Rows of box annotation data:

▼▼▼

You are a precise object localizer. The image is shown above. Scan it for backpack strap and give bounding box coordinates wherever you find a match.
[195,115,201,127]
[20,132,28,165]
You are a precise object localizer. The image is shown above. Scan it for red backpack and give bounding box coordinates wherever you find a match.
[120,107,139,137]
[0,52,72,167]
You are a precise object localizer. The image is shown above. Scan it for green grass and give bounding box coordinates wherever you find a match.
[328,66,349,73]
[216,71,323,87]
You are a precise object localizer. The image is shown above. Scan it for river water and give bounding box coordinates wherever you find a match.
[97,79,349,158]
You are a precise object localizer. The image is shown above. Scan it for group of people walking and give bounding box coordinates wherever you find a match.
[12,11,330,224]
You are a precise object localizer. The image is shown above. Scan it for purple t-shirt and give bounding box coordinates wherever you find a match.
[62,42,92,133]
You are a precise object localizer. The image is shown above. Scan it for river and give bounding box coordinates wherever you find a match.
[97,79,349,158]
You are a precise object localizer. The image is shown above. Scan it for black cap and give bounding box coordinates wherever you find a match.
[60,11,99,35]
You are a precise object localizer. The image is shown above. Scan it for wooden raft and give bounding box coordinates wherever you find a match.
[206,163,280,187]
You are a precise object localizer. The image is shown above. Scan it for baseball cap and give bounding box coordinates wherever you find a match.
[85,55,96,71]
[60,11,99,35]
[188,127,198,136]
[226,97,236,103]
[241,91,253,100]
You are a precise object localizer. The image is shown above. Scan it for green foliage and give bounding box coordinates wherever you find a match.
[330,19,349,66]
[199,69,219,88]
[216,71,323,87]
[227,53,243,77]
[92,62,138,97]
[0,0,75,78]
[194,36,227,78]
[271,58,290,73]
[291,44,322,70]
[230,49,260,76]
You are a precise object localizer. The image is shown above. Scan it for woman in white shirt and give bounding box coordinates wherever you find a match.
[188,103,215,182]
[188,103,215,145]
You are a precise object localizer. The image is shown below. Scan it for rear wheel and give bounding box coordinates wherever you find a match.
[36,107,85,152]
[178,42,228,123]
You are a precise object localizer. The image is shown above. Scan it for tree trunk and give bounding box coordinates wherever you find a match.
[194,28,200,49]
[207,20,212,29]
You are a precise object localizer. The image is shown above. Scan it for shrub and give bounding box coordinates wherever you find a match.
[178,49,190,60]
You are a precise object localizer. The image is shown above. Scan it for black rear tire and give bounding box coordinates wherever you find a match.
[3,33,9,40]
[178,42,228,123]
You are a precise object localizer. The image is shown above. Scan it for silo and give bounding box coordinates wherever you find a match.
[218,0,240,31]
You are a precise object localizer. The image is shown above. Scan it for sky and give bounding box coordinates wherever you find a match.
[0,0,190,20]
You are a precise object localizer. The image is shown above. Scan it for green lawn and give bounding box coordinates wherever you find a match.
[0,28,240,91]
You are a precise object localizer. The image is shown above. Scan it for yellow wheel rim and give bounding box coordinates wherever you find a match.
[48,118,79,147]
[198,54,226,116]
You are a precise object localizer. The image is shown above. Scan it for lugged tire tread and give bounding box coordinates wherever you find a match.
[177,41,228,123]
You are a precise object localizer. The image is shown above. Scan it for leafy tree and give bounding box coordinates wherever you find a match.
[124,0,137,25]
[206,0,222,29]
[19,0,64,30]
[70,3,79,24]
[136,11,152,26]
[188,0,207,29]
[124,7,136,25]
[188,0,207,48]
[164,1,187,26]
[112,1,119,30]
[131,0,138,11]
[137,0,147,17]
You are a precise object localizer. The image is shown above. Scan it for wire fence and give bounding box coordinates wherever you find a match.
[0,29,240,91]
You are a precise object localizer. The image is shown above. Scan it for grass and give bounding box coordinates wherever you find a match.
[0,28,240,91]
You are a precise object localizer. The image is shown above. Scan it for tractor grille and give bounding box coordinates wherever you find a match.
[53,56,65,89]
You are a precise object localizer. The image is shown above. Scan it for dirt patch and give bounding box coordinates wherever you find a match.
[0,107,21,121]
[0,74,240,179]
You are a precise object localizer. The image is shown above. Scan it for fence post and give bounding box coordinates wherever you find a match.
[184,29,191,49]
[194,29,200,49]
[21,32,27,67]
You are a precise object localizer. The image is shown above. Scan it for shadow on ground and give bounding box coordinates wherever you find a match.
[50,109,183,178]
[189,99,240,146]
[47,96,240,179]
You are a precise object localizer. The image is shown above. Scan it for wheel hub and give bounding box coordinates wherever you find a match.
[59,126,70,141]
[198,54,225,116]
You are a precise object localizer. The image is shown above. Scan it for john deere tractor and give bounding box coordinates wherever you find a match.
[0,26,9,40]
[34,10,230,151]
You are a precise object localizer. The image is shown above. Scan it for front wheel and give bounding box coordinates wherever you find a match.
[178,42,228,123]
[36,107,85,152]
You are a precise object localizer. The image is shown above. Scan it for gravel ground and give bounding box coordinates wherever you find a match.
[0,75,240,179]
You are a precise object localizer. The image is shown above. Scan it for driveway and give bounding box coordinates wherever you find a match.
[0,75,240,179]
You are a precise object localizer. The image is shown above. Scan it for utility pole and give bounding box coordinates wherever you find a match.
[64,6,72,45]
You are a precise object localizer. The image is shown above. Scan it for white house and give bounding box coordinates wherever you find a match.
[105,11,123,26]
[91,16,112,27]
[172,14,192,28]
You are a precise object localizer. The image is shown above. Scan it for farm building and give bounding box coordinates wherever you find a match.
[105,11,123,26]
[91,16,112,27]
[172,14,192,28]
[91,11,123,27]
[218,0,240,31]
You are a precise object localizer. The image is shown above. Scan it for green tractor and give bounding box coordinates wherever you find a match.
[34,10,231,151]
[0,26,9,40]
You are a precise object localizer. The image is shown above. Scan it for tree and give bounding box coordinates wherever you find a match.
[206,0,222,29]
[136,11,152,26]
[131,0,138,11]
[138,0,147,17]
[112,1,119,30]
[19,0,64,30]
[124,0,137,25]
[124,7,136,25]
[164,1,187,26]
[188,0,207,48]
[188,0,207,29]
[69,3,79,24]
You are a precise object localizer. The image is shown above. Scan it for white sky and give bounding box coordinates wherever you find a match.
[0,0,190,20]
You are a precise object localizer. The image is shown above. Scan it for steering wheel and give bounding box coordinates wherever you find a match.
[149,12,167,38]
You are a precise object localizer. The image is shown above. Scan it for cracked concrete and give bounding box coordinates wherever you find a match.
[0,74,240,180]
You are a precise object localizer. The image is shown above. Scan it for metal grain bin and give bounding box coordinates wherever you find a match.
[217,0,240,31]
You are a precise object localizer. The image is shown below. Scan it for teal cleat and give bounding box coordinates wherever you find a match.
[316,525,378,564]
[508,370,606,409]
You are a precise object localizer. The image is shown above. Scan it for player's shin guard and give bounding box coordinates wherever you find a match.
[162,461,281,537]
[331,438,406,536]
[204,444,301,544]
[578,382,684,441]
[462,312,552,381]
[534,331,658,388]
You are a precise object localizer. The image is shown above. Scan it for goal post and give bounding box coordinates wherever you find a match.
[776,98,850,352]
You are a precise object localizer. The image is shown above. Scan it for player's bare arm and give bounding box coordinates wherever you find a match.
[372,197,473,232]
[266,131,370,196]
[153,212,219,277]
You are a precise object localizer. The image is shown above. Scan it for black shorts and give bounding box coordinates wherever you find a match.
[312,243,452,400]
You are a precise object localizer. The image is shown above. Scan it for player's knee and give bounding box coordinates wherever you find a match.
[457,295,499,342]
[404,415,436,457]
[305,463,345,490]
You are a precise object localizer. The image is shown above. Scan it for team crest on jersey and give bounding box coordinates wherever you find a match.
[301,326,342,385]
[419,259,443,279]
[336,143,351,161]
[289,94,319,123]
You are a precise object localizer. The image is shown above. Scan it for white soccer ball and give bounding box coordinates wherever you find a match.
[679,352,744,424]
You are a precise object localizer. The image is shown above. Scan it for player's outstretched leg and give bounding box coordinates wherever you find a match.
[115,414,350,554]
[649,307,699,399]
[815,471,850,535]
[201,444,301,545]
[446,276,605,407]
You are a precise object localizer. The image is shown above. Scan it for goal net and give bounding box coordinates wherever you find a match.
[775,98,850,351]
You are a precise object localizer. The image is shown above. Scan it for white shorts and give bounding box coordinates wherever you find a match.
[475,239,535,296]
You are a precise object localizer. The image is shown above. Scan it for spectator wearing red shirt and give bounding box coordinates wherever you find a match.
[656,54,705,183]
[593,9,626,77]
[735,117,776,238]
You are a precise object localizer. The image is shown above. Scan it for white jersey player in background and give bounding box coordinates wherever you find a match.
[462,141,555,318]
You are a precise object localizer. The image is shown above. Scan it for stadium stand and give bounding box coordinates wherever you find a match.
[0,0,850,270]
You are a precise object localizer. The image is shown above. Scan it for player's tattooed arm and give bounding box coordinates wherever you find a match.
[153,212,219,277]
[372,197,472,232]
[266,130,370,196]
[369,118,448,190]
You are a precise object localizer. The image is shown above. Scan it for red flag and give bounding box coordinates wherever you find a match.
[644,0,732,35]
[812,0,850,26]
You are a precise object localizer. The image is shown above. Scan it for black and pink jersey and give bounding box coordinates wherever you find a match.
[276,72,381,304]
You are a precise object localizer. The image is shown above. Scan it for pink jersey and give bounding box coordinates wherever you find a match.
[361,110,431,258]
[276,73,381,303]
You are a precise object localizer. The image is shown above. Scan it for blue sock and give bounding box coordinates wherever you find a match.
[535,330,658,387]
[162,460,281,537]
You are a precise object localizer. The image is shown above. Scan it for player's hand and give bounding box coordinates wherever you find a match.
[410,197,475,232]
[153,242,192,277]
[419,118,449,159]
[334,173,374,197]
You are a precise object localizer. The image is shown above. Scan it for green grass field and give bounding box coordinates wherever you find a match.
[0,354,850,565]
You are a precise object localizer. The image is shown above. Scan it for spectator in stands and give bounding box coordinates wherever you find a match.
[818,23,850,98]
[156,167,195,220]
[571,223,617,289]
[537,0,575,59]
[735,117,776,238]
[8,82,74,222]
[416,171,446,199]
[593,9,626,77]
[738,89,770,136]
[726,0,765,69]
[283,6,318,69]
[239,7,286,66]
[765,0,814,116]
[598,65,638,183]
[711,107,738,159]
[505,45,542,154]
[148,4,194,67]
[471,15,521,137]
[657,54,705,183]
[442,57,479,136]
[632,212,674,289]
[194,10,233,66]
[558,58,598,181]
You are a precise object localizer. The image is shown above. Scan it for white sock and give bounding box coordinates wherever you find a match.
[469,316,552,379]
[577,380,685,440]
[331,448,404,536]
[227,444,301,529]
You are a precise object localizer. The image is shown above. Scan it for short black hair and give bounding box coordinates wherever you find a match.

▲▲▲

Convert the lines starting at the one containing "it for john" and ending at the one containing "[64,6,72,45]" into a two-column CSV with the headers text and coordinates. Make one row for each line of wording, pairing it with the coordinate lines beneath it joined by spaces, and put each field in quotation marks.

text,coordinates
"You are a precise object localizer. The image is shown above. Scan it for john deere tractor and give bounding box coordinates wherever you find a match.","[0,26,9,40] [34,10,230,151]"
"You are a precise object localizer. The image is shown above. Scan it for front wheel and give bounding box coordinates wherever you find a match.","[178,42,228,123] [36,107,85,152]"
"You are a precise object localizer. The image is shown above. Scan it for gravel ground and give bounding box coordinates wherever you find a match.","[0,75,240,179]"
"You are a precise object localizer. The image is shown above. Scan it for driveway and give bounding box coordinates wherever you find a match.","[0,75,240,179]"
"You are a precise object localizer. The image is shown above. Scan it for utility pole and give bounding box coordinates wherever you find a match.","[64,6,72,45]"